[Dataset excerpts on object pointing]
-----
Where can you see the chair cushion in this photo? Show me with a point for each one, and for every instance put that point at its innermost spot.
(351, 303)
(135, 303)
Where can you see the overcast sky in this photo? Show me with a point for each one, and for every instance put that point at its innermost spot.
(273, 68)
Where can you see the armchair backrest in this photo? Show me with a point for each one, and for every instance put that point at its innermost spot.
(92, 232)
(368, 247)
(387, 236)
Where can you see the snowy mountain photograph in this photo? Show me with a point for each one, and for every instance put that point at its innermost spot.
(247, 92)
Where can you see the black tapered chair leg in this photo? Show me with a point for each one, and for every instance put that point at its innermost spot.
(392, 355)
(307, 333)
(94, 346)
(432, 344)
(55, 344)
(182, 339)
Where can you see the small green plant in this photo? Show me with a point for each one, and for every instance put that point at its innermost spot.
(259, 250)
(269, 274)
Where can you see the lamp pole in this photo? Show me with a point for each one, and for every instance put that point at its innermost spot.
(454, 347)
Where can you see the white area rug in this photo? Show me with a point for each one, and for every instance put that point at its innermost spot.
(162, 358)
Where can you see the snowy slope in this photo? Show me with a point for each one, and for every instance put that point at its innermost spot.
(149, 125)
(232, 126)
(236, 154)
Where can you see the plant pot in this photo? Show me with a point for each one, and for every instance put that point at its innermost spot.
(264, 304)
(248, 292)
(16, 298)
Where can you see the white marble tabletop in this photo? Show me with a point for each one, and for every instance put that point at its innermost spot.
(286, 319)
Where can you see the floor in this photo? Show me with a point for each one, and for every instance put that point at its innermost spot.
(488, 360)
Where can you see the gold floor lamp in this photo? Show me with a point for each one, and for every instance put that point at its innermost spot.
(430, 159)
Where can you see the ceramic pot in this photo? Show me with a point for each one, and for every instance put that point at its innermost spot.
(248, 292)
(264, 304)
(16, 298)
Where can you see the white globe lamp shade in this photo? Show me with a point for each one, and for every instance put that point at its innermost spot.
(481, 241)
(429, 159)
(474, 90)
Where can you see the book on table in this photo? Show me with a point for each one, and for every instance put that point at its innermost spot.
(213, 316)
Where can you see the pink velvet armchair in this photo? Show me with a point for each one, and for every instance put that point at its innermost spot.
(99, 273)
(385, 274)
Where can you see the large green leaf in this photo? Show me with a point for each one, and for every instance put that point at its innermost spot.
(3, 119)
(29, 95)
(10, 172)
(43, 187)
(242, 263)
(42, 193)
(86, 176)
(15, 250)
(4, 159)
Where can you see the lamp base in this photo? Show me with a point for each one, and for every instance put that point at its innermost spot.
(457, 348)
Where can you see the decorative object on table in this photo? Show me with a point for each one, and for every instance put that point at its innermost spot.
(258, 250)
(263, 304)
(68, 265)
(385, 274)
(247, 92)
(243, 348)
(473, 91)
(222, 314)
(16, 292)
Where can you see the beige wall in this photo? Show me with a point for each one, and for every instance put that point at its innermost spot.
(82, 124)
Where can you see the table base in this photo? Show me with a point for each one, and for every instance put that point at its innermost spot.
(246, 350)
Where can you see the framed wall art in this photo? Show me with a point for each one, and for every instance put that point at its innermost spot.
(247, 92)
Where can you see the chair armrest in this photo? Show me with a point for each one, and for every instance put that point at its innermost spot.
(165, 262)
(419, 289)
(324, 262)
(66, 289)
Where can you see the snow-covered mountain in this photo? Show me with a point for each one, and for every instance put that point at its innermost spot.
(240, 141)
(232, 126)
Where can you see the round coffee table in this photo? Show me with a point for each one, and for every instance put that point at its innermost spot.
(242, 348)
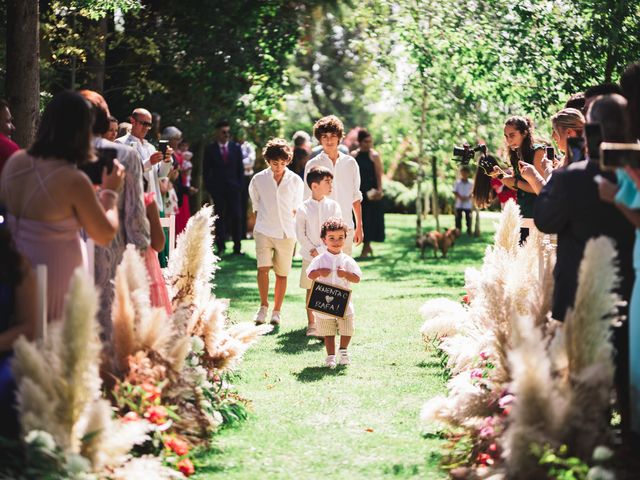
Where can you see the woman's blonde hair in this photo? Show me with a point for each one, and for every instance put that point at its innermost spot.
(568, 118)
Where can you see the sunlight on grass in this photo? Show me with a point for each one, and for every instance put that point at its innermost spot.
(360, 421)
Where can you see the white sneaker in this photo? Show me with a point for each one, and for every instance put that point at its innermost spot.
(275, 318)
(344, 358)
(330, 361)
(261, 315)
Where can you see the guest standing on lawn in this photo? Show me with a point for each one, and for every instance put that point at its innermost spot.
(371, 170)
(276, 193)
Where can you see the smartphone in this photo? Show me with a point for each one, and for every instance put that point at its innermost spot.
(618, 155)
(575, 149)
(551, 154)
(163, 147)
(104, 158)
(593, 132)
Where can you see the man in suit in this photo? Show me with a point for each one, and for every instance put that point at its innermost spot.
(224, 179)
(570, 205)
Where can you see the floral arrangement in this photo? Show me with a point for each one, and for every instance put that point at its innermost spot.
(136, 406)
(523, 387)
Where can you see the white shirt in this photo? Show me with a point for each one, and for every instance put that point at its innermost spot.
(346, 182)
(333, 262)
(275, 204)
(463, 189)
(309, 219)
(151, 172)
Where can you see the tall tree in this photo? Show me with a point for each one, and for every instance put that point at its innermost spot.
(23, 74)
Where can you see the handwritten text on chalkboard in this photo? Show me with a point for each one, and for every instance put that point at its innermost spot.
(329, 299)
-----
▶ _Aim of the exercise_:
Leave out the pictures and retype every line above exactly.

▶ _Output of the exercise_:
Where can you see the chair cushion in this photo? Show me with a point for each one, and for every instance put that point at its innermost spot.
(351, 303)
(135, 303)
Where can you see the overcast sky in this photo? Show me with a point for each one, and for every instance put that point at its innermost spot.
(273, 68)
Where can you see the armchair backrest in this photo? Show me with a point for each one, and for every instance put that point at its innermost spot.
(92, 232)
(368, 247)
(387, 236)
Where can you see the snowy mountain photograph in this photo? Show me with a point for each one, and for every instance put that point at its innermost spot.
(247, 92)
Where can you see the black tapered chair leg in this photo? Show me with a point for each one, and for every instance put that point at its innermost spot.
(392, 355)
(307, 333)
(94, 346)
(432, 344)
(55, 344)
(182, 339)
Where can you see the small green plant in this photo? Show me with a point for each one, and for every instance put that point at its innermost spot.
(259, 250)
(269, 274)
Where can you see the lamp pole in this photo? Show me with a point for each one, and for every instance put that point at its innermost spot.
(454, 347)
Where can you see the white area rug in this photo? Show me with a point for each one, and for every instance put that point at its innermost spot.
(162, 358)
Where can you see the snowy slope in this photo? Show me with a point for each one, and for every instance put that point at its innermost spot.
(149, 125)
(232, 126)
(236, 154)
Where can you see the plant pot in this photo? Show me with a point for each one, and for every instance put that point at its innermost spot.
(264, 304)
(248, 292)
(16, 298)
Where can you see the white marble tabletop in this photo? Show me with a point for each one, and for every instance put that point at its innermost spot.
(286, 319)
Where can you see the floor in this photo? Show me with a point for each one, and for every instance put that point at its innermost spot.
(488, 360)
Where can you see the gold floor lamp in this photo? Show me with a point for each one, and for every instance put that point at its innermost spot.
(430, 159)
Where can you see the ceramic pot in this photo? Show me with a point for each one, and for every instance put that point at its innermost spot.
(248, 292)
(264, 304)
(16, 298)
Where can you see the white globe lamp shade in this photo? Show me with a point for each one, and for every instance put that point at its innermost spot.
(481, 241)
(429, 159)
(474, 90)
Where can you see the book on table in this photo? Show me with a point for each one, and for every instance put that point at its innermost spot.
(213, 316)
Where can you see the pink velvet armchair in this photo? Show me with a point for each one, and for every instance put that point at its innermost spot.
(99, 273)
(385, 274)
Where can you see the large green leaf in this photo? Show me with a point for each one, and for every instance put that point at its innermost spot.
(3, 119)
(29, 95)
(10, 172)
(43, 187)
(242, 263)
(42, 193)
(86, 176)
(15, 250)
(4, 159)
Where can you see the lamp base in this photo? Show me with a point for each one, and for every instance put that point at its innermost spot.
(457, 348)
Where can you see the decorative object on table in this photo? Show me with a point for each one, and for every instance put that point at its innermost spot.
(258, 250)
(263, 304)
(68, 265)
(385, 274)
(247, 92)
(243, 348)
(473, 91)
(222, 314)
(16, 292)
Where can you see the beige wall in this photo? Show me with a point for each one, and for every instance put that point at its innermost spot.
(82, 124)
Where can you see the table base in this photo? Show me with a point for each one, and for every instance put that point at its innermost spot.
(246, 350)
Where can you see the framed wall art in this photo? Show me with a point for each one, and for every instance put that point at its innermost spot.
(247, 92)
Where can you see the chair armrest in this photo? Show me with a point for each one, and for every instance put that point at its innermost spot.
(165, 262)
(419, 289)
(324, 262)
(66, 289)
Where can you see the snow-covered mountain in this photo? Show me with a point for each one, and for every instance put that point at its innermost spot.
(240, 141)
(232, 126)
Where can you see the round coffee table in this photo? Show me with a point for each one, and for every instance put that point at its innermost spot.
(242, 348)
Where can you see the woman's blonde hair in this photo? Show me with a point for each one, and for every instance put that point at its innermost spot.
(568, 118)
Where can you see the sunlight on grass in this photo? Show me with a point for each one, and for every instance put that point at its innermost spot.
(360, 421)
Where can you see the white sneaker in this photo? Show me with a point for each one, and for every instance put that point at its innermost spot.
(275, 318)
(344, 358)
(330, 361)
(261, 315)
Where can you see the guest standing on lawn in this photo? Show me with a point for each one, and for every instance put that point at its innermost spot.
(371, 170)
(276, 193)
Where can you see the smartphone in this photo? Show me with a point for each one, and for every instance put that point at its innermost spot.
(618, 155)
(575, 149)
(551, 154)
(163, 147)
(104, 158)
(593, 132)
Where can you see the man in suit in this photo? Show me with a point for each one, and for every instance put that point at its innermost spot.
(224, 179)
(570, 205)
Where can you see the floral arrangement in this photo? Show me with a point for each one, and for every instance put that point at its innermost spot.
(136, 406)
(523, 387)
Where can you see the white shirt in this photo? Show me with a point for each one, and for every instance put that point at its innermost spot.
(346, 182)
(333, 262)
(275, 204)
(463, 189)
(309, 219)
(151, 172)
Where can you see the tall tree in this photo? Show me with a point for each one, and for every instance put that point at its innermost spot.
(23, 74)
Where can you see the handwritten text on chalkboard in this photo? Show me with a point for each one, and for every instance put that point at its innermost spot.
(329, 299)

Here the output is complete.